> [Work to be completed]
Repeat the listing word for word. No pictures belong in the copy.

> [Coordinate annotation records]
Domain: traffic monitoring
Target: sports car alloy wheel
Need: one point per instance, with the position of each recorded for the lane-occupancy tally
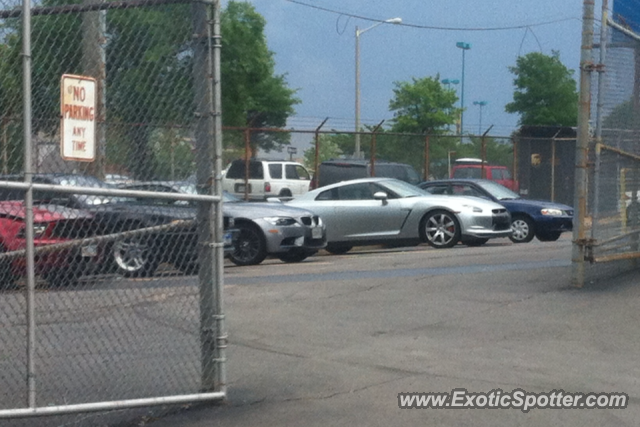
(523, 231)
(441, 229)
(134, 258)
(250, 246)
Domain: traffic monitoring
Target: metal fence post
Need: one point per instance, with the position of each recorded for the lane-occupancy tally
(582, 147)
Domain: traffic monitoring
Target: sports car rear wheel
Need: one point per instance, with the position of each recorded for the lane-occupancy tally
(250, 246)
(441, 229)
(294, 256)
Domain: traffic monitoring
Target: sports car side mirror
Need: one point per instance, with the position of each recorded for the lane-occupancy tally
(381, 195)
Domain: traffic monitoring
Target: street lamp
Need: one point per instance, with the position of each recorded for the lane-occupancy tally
(358, 33)
(464, 46)
(449, 82)
(480, 104)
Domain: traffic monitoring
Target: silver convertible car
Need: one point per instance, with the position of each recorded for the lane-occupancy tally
(374, 211)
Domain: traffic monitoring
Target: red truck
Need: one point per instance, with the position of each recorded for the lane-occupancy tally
(469, 168)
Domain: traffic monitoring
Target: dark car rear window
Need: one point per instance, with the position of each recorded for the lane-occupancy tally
(330, 173)
(237, 168)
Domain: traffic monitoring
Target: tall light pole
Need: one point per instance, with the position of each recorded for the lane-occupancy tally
(358, 33)
(464, 46)
(449, 82)
(480, 104)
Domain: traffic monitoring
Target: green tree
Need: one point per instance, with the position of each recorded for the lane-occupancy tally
(423, 106)
(329, 148)
(149, 84)
(545, 92)
(251, 92)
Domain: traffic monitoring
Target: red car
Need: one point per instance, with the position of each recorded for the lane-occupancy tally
(51, 225)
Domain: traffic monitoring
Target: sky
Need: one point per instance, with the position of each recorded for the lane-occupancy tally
(315, 48)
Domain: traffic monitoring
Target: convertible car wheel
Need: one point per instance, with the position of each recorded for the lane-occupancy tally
(251, 248)
(441, 229)
(338, 249)
(474, 241)
(134, 257)
(523, 230)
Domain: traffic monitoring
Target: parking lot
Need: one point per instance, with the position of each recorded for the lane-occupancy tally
(333, 340)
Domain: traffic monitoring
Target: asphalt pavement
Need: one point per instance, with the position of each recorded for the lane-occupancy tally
(333, 340)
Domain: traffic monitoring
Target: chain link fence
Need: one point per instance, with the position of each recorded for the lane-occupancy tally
(608, 233)
(111, 269)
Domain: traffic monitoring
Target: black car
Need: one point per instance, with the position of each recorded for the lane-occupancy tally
(332, 171)
(139, 253)
(529, 218)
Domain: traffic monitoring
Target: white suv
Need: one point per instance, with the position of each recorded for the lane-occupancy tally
(267, 178)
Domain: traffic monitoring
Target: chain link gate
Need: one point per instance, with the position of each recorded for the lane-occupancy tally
(111, 270)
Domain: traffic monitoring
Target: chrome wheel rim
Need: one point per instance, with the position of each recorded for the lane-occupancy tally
(440, 229)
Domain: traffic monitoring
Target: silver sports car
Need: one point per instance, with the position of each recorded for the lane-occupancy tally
(388, 211)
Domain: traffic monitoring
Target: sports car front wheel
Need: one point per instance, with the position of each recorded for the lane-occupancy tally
(250, 246)
(441, 229)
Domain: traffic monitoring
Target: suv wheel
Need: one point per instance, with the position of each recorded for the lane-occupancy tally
(441, 229)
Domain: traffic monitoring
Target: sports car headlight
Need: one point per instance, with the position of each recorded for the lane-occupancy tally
(551, 212)
(473, 208)
(38, 231)
(280, 220)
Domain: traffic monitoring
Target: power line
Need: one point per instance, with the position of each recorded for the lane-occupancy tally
(429, 27)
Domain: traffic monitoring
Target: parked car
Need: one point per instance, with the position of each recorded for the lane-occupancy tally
(51, 225)
(529, 218)
(470, 168)
(267, 178)
(373, 211)
(264, 229)
(332, 171)
(133, 256)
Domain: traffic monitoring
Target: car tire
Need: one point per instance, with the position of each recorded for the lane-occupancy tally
(475, 241)
(7, 277)
(338, 249)
(550, 236)
(292, 257)
(523, 229)
(250, 245)
(441, 229)
(134, 257)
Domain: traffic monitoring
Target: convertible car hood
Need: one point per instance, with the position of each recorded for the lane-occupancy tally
(260, 210)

> [Task output]
Domain: traffic monitoring
Target: sports car alloy wheel
Need: one point per instance, with the position of each recorded for the lane-occupancy tally
(523, 231)
(441, 229)
(134, 258)
(250, 246)
Domain: traffic monitoring
Target: metal fence post
Need: one point per instance, with the position of each recorded for the lane-occupancy tally
(582, 147)
Domain: traffic monitoring
Target: sports car rear wheel
Need: one point per instance, with the position of each recorded for the lane-occupancy tally
(250, 246)
(441, 229)
(294, 256)
Domain: traffic monitoring
Target: sports car side mirror
Need: one point per instance, with the position of each recorded for the lane-occupancy tally
(381, 195)
Domain: traffic monitoring
Target: street lamp
Need: one point per instance, with the position of each recorded for the lane-occupancy tally
(358, 33)
(464, 46)
(449, 82)
(480, 104)
Domain: traffic monitoring
Target: silver convertible car
Need: one point per instance, with the position of each recorded for the lane-occupancy tally
(374, 211)
Domain: traffic monitoring
Target: red truck
Need: one point per instance, with the position of each recorded for the lane-occupancy tally
(469, 168)
Domain: traffic monitoring
Target: dark car rear window
Need: one point per instance, with the position of each recorded for the lane-occupancy tally
(330, 173)
(237, 168)
Domain: traffic monitoring
Target: tall light pole
Need: one point per instance, with the position of each recorded for the lane-occupancy tally
(358, 33)
(464, 46)
(449, 82)
(480, 104)
Domain: traffic monitoring
Target: green tree
Need: one point per instance, with the position of each recorded for the lane-occupancy tally
(423, 106)
(329, 148)
(149, 84)
(545, 92)
(251, 92)
Domain: traffic monitoring
Target: red car
Need: one point per instance, with the position of each recorded for the lane-occupancy tally
(51, 225)
Domain: traffic monitoring
Target: sky
Need: one point per instance, with the position of each recorded for the lane-occupancy tally
(315, 48)
Domain: traffic monitoring
Target: convertible car wheel
Need: one point per instance, with the position of each recorded for the lane-occupancy tally
(251, 248)
(441, 229)
(338, 249)
(474, 241)
(134, 257)
(523, 230)
Domain: traffic monitoring
Target: parking lot
Need: one point per instance, with the position of each recorded for the lane-occupancy tally
(333, 340)
Domain: traffic monitoring
Target: asphalt pavement
Need: one point per instance, with the position of each recorded for the lane-occupancy tally
(333, 340)
Domain: traffic monitoring
Target: chain link fence
Need: one point per instance, with the position of each recorded for the lane-occupancy tally
(608, 233)
(111, 269)
Domain: traffic monitoring
Target: black car
Need: one point per instance, with the position of each recorded for the lane-occupancy tally
(332, 171)
(139, 253)
(529, 218)
Domain: traffic monitoring
Target: white suv
Need: one point per instance, with the position of each recorded for the lane-occupancy tally
(267, 178)
Domain: traffic monitoring
Target: chain link gate
Need: one point per instance, with the position of each recorded for the lane-occupancy tally
(111, 270)
Domain: traffic monitoring
Target: chrome wheel rim
Need: one point per instance, with the position of each recorded for the lane-occupancy tally
(440, 229)
Domain: traffic monitoring
Target: silver sports car
Need: one point per instance, with the position of each recorded for the lane-occupancy tally
(388, 211)
Domain: traffic monitoring
Target: sports car front wheel
Need: one point per instance, with the position of each recorded for the lane-occupancy tally
(250, 246)
(441, 229)
Domain: traffic monitoring
Target: suv wheel
Need: one point per instance, with the position of each recorded for the lane-occupancy tally
(441, 229)
Domain: traffic monitoring
Target: sports car headlight
Need: one point per instance, with the position of each recorded for the lane-occupancy tally
(551, 212)
(473, 208)
(38, 231)
(280, 220)
Domain: traffic monitoring
Target: power line
Need: one point per instance, with the position of each recorded for the lane-occupancy tally
(429, 27)
Domain: traffic monitoring
Target: parked car
Need: one point per instance, with the position of each recorded for the lane-occupancy tally
(51, 225)
(529, 218)
(470, 168)
(267, 178)
(373, 211)
(264, 229)
(332, 171)
(133, 256)
Domain: traffic monitoring
Target: car tire
Need: one point per instance, with the position of each recorded for the lane-occupancy tally
(475, 241)
(7, 277)
(338, 249)
(550, 236)
(292, 257)
(523, 229)
(250, 245)
(441, 229)
(134, 257)
Domain: traffic monitoring
Target: convertible car hood
Need: one point per instance, with the position of each recorded for the lane-occupancy tally
(260, 210)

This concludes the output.